Here is a listing. Write it out again without a single difference.

Segment Start: The data

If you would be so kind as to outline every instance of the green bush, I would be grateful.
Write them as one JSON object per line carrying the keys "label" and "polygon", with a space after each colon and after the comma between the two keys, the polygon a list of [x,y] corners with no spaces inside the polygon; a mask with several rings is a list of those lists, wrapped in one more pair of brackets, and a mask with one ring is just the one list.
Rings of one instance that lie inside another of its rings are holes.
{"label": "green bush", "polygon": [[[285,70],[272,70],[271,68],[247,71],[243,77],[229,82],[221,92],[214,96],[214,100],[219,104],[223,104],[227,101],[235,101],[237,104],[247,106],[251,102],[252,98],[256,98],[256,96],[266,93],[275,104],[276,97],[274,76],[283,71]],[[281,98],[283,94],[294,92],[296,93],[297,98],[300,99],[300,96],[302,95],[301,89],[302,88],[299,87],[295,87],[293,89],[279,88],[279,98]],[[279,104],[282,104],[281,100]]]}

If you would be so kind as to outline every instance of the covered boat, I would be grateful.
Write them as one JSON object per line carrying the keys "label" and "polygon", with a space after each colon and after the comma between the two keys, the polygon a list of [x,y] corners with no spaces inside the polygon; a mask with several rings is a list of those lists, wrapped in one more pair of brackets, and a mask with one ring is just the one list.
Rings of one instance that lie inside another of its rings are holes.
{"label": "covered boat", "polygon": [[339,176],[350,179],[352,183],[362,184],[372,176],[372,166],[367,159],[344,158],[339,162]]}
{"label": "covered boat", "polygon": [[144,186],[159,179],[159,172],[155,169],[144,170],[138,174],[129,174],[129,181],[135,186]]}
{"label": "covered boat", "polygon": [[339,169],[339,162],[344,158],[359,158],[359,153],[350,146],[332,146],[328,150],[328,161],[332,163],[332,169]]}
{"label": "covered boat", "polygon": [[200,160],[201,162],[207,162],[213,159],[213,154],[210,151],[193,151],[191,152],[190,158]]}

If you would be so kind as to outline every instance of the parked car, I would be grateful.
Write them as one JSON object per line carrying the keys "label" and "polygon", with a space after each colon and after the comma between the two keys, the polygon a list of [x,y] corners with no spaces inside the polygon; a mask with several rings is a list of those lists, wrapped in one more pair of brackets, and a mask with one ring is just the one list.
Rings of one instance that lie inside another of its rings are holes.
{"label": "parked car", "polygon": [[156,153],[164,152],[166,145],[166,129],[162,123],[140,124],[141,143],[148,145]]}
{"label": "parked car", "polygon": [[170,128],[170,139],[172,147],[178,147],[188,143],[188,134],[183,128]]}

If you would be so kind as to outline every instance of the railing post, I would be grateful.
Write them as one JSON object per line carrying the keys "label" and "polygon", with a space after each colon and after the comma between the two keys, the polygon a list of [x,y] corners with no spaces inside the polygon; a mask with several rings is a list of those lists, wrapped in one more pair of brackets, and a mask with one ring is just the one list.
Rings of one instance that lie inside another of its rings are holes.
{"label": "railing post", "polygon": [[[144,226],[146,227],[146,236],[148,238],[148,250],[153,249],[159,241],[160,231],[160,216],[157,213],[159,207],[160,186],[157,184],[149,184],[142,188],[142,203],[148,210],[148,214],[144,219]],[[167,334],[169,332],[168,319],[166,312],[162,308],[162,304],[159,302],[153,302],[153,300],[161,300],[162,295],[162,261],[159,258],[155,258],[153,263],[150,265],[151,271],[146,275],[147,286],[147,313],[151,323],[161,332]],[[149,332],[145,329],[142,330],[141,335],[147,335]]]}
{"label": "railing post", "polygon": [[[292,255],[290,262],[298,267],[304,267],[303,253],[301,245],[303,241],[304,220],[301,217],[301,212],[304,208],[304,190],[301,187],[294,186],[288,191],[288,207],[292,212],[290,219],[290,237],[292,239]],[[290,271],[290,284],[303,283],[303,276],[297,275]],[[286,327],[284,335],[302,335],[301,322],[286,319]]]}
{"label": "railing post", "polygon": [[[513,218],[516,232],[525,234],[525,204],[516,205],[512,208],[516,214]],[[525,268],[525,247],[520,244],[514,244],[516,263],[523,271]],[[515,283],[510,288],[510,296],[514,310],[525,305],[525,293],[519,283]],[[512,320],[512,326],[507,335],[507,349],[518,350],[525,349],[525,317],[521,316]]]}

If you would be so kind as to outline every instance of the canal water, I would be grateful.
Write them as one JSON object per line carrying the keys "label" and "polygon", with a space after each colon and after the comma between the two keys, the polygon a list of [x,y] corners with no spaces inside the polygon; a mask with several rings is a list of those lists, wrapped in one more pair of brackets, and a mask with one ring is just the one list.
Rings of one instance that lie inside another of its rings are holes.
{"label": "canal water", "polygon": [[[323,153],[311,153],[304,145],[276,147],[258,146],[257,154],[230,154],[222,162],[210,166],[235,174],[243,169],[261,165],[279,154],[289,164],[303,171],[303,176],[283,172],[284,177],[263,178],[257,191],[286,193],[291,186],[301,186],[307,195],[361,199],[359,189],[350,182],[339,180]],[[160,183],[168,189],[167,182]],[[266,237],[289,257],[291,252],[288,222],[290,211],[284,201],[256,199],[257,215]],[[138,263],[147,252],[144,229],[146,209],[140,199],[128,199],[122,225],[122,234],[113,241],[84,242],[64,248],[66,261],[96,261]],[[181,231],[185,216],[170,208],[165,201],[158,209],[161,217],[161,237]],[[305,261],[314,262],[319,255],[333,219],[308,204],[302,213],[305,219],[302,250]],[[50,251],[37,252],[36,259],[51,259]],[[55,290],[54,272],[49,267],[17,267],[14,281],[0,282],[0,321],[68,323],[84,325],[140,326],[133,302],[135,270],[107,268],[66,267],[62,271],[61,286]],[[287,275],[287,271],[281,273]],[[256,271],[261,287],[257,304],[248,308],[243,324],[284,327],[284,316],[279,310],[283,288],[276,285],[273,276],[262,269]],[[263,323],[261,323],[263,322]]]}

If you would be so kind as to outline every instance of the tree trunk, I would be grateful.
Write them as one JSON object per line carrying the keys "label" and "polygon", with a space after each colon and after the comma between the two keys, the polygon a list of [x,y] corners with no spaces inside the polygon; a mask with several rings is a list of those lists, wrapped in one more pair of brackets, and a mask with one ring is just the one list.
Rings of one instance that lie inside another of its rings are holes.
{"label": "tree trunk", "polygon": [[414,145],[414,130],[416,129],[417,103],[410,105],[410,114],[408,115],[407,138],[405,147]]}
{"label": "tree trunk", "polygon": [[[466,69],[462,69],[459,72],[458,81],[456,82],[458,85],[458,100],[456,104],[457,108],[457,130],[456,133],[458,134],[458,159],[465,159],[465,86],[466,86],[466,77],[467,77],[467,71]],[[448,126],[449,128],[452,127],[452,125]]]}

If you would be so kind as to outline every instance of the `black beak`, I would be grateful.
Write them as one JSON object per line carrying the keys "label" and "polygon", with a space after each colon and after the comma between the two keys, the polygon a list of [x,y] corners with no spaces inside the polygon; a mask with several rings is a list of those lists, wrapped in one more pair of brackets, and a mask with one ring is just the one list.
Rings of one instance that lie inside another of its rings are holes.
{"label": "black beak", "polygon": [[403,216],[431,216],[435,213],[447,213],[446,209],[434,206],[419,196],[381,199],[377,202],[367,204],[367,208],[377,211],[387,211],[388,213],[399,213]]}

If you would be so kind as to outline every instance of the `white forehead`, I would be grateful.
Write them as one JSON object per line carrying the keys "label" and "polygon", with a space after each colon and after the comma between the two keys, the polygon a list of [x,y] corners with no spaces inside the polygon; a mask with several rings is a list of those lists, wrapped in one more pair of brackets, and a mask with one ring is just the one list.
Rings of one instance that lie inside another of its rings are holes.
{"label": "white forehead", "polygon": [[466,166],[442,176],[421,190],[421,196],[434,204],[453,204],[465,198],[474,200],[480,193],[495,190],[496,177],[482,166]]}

Segment End: The data

> _Solution to this exercise_:
If you would be so kind as to outline every instance of the green bush, I would be grateful.
Write them as one JSON object per line carrying the keys "label" and "polygon", with a space after each colon and after the comma between the two keys, the polygon a list of [x,y] corners with no spaces inside the polygon; a mask with several rings is a list of those lists, wrapped in one more pair of brackets, and a mask with one ring is just the one list.
Rings of one instance that lie inside another of its rings are holes.
{"label": "green bush", "polygon": [[[285,70],[272,70],[271,68],[247,71],[243,77],[229,82],[221,92],[214,96],[214,100],[219,104],[223,104],[227,101],[235,101],[237,104],[247,106],[251,102],[252,98],[256,98],[256,96],[266,93],[275,104],[276,97],[274,76],[283,71]],[[281,98],[283,94],[294,92],[296,93],[297,98],[300,99],[300,96],[302,95],[301,89],[302,88],[299,87],[295,87],[293,89],[279,88],[279,98]],[[279,104],[282,104],[281,100]]]}

If you would be so kind as to outline every instance of the covered boat, I would be grateful.
Write them as one JSON object per line carrying the keys "label" and "polygon", with a space after each colon and after the comma between the two keys, the polygon a list of [x,y] corners with no spaces inside the polygon; a mask with several rings is a list of those lists, wrapped in one more pair of brackets, and a mask with one ring is just the one list.
Rings of one instance that lie inside another of its rings are holes.
{"label": "covered boat", "polygon": [[339,176],[350,179],[352,183],[362,184],[372,176],[372,166],[367,159],[344,158],[339,162]]}
{"label": "covered boat", "polygon": [[144,186],[159,179],[159,172],[155,169],[144,170],[138,174],[129,174],[129,181],[135,186]]}
{"label": "covered boat", "polygon": [[339,169],[339,162],[344,158],[359,158],[359,153],[350,146],[332,146],[328,150],[328,161],[332,163],[332,169]]}
{"label": "covered boat", "polygon": [[200,160],[201,162],[207,162],[213,159],[213,154],[210,151],[193,151],[191,152],[190,158]]}

If you would be so kind as to outline every instance of the parked car, I would be grateful.
Write them as one JSON object per line carrying the keys "label" and "polygon", with a space after each colon and after the comma between the two keys, the polygon a list of [x,y] corners with no spaces inside the polygon; a mask with several rings is a list of those lists, wrapped in one more pair of brackets, and a mask with one ring is just the one list.
Rings of one instance that lie inside another of its rings are holes.
{"label": "parked car", "polygon": [[156,153],[164,152],[166,145],[166,129],[162,123],[140,124],[141,143],[148,145]]}
{"label": "parked car", "polygon": [[170,128],[170,139],[172,147],[178,147],[188,143],[188,134],[183,128]]}

If you would be so kind as to outline every instance of the railing post, I would be grateful.
Write them as one JSON object per line carrying the keys "label" and "polygon", with a space after each colon and after the comma between the two keys, the polygon a list of [x,y] corners with no spaces inside the polygon; a mask with several rings is a list of those lists, wrapped in one more pair of brackets, and a mask with one ring is just the one list.
Rings of one instance that lie inside another of its rings are holes.
{"label": "railing post", "polygon": [[[144,226],[146,227],[146,236],[148,238],[148,250],[153,249],[159,241],[160,231],[160,216],[157,213],[159,207],[160,186],[157,184],[149,184],[142,188],[142,203],[148,210],[148,214],[144,219]],[[167,334],[169,332],[168,319],[166,312],[162,308],[162,304],[159,302],[153,302],[153,300],[161,300],[162,295],[162,261],[159,258],[155,258],[153,263],[150,265],[151,271],[146,275],[147,286],[147,313],[151,323],[161,332]],[[149,332],[145,329],[142,330],[141,335],[147,335]]]}
{"label": "railing post", "polygon": [[[292,255],[290,262],[298,267],[304,267],[303,253],[301,245],[303,241],[304,220],[301,217],[301,212],[304,208],[304,190],[301,187],[294,186],[288,191],[288,207],[292,212],[290,219],[290,237],[292,239]],[[290,271],[290,284],[303,283],[303,276],[297,275]],[[286,327],[284,335],[302,335],[301,322],[286,319]]]}
{"label": "railing post", "polygon": [[[513,218],[516,232],[525,234],[525,204],[516,205],[512,208],[516,214]],[[525,268],[525,247],[520,244],[514,244],[516,263],[523,271]],[[515,283],[510,288],[510,296],[514,310],[525,305],[525,293],[519,283]],[[512,320],[512,326],[507,335],[507,349],[518,350],[525,349],[525,317],[521,316]]]}

If you would be so kind as to outline every instance of the canal water, I would be grateful.
Write them as one JSON object per line carrying the keys "label" and "polygon", with a space after each colon and after the comma between the two keys, the polygon a list of [x,y] corners with no spaces inside the polygon; a mask with several rings is a list of those lists, wrapped in one more pair of brackets, and a mask with one ring is just the one list.
Rings of one instance that lie inside another of its rings are holes.
{"label": "canal water", "polygon": [[[323,153],[311,153],[304,145],[276,147],[258,146],[257,154],[230,154],[222,162],[210,166],[235,174],[243,169],[261,165],[279,154],[289,164],[303,171],[303,176],[283,172],[284,177],[263,178],[257,191],[286,193],[291,186],[301,186],[307,195],[361,199],[359,189],[350,182],[339,180]],[[160,183],[168,189],[167,182]],[[266,237],[289,257],[291,252],[288,222],[290,211],[284,201],[256,199],[257,215]],[[138,263],[147,252],[144,229],[146,209],[140,199],[128,199],[122,225],[122,234],[113,241],[84,242],[64,248],[66,261],[96,261]],[[181,231],[185,216],[170,208],[165,201],[158,209],[161,217],[161,237]],[[305,261],[314,262],[319,255],[333,219],[308,204],[302,213],[305,219],[302,250]],[[50,251],[37,252],[36,259],[51,259]],[[55,290],[54,272],[49,267],[17,267],[14,281],[0,282],[0,321],[68,323],[84,325],[140,326],[133,302],[135,270],[107,268],[66,267],[62,271],[61,286]],[[287,275],[287,271],[281,273]],[[256,271],[261,287],[257,304],[248,308],[243,324],[284,327],[284,316],[279,310],[283,288],[276,285],[273,276],[262,269]],[[263,323],[261,323],[263,322]]]}

If you would be so kind as to outline every instance of the tree trunk, I would be grateful.
Write them as one JSON object per line carrying the keys "label" and "polygon", with a space after each colon and after the comma between the two keys, the polygon a list of [x,y] corners with no spaces inside the polygon; a mask with several rings is a list of those lists, wrapped in one more pair of brackets, and a mask with one ring is just the one list.
Rings of one instance that lie inside another of its rings are holes.
{"label": "tree trunk", "polygon": [[414,145],[414,130],[416,129],[417,103],[410,105],[410,114],[408,115],[407,138],[405,147]]}
{"label": "tree trunk", "polygon": [[[466,69],[462,69],[459,72],[458,81],[456,82],[458,85],[458,100],[456,104],[457,108],[457,130],[456,133],[458,134],[458,159],[465,159],[465,86],[466,86],[466,77],[467,77],[467,71]],[[448,126],[449,128],[452,127],[452,125]]]}

If you would be so kind as to outline every instance of the `black beak`, I would be grateful.
Write them as one JSON object per line carrying the keys "label" and "polygon", with a space after each colon and after the comma between the two keys, the polygon a list of [x,y] corners with no spaces inside the polygon; a mask with several rings is a list of those lists, wrapped in one more pair of brackets, and a mask with one ring is just the one list.
Rings of one instance that lie inside another of its rings are holes.
{"label": "black beak", "polygon": [[403,216],[431,216],[435,213],[447,213],[446,209],[434,206],[419,196],[381,199],[377,202],[367,204],[367,208],[377,211],[387,211],[388,213],[399,213]]}

If you would be so kind as to outline every instance of the `white forehead`, I would be grateful.
Write them as one JSON object per line carrying the keys "label" and "polygon", with a space after each colon and after the comma between the two keys, the polygon a list of [x,y] corners with no spaces inside the polygon; a mask with several rings is a list of those lists, wrapped in one more pair of brackets, and a mask with one ring is just the one list.
Rings of one instance that lie inside another of its rings are holes.
{"label": "white forehead", "polygon": [[466,166],[442,176],[421,190],[421,196],[434,204],[453,204],[465,198],[474,200],[480,193],[495,190],[496,177],[482,166]]}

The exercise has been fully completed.